__TEXT BLOCK__:
This time i introduced the concept of Virtual Port-Channel, also known as VPC, in my lab since it’s a very used feature in real datacenter scenario. With VPC you can attach a downstream device (switch, router, server, firewall, …) in “dual-homing” mode to 2 different Nexus switch, the VPC peers or members. In your downstream device you simply need to configure a classic port-channel (lacp) while on Nexus side you need to create a VPC domain in order to synchronize the data-plane maintaining a separate control-plane. Synchronization task will be made through the peer-link while the vpc domain state is guaranteed by the keep-alive link.
Lab topology is:
VPC configuration consist in:
- configure a routed port or a SVI for the keepalive link
- configure a port-channel for the VPC peer-link (trunk mode where all the vlans are allowed)

__DATA PROVIDED__:
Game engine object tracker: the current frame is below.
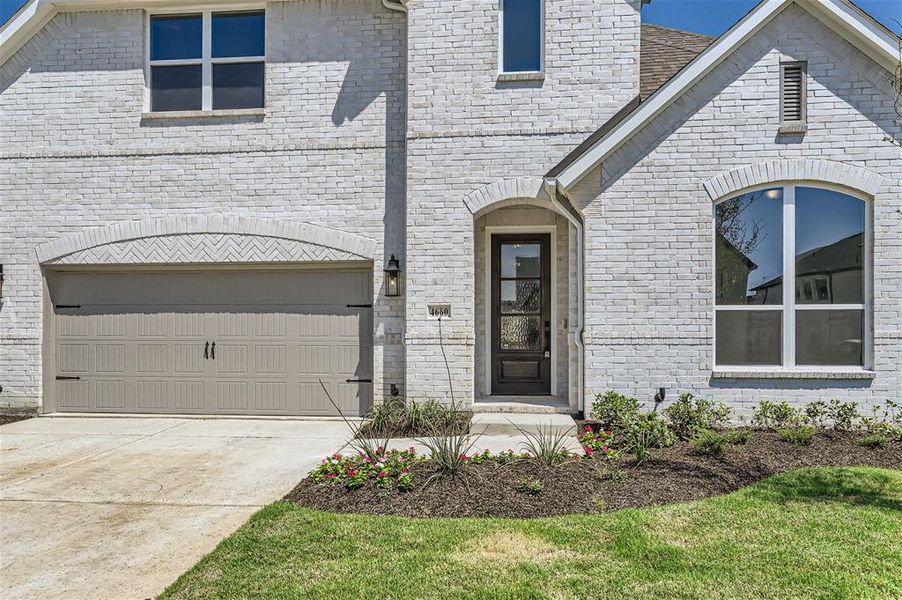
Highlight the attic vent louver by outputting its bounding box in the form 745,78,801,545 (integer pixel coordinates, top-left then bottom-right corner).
780,62,808,133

__WHAT TO DO__: Please return the passage of the Virtual Port-Channel text starting at "This time i" and ending at "the keep-alive link.", copied word for word.

__WRITTEN RESPONSE__:
This time i introduced the concept of Virtual Port-Channel, also known as VPC, in my lab since it’s a very used feature in real datacenter scenario. With VPC you can attach a downstream device (switch, router, server, firewall, …) in “dual-homing” mode to 2 different Nexus switch, the VPC peers or members. In your downstream device you simply need to configure a classic port-channel (lacp) while on Nexus side you need to create a VPC domain in order to synchronize the data-plane maintaining a separate control-plane. Synchronization task will be made through the peer-link while the vpc domain state is guaranteed by the keep-alive link.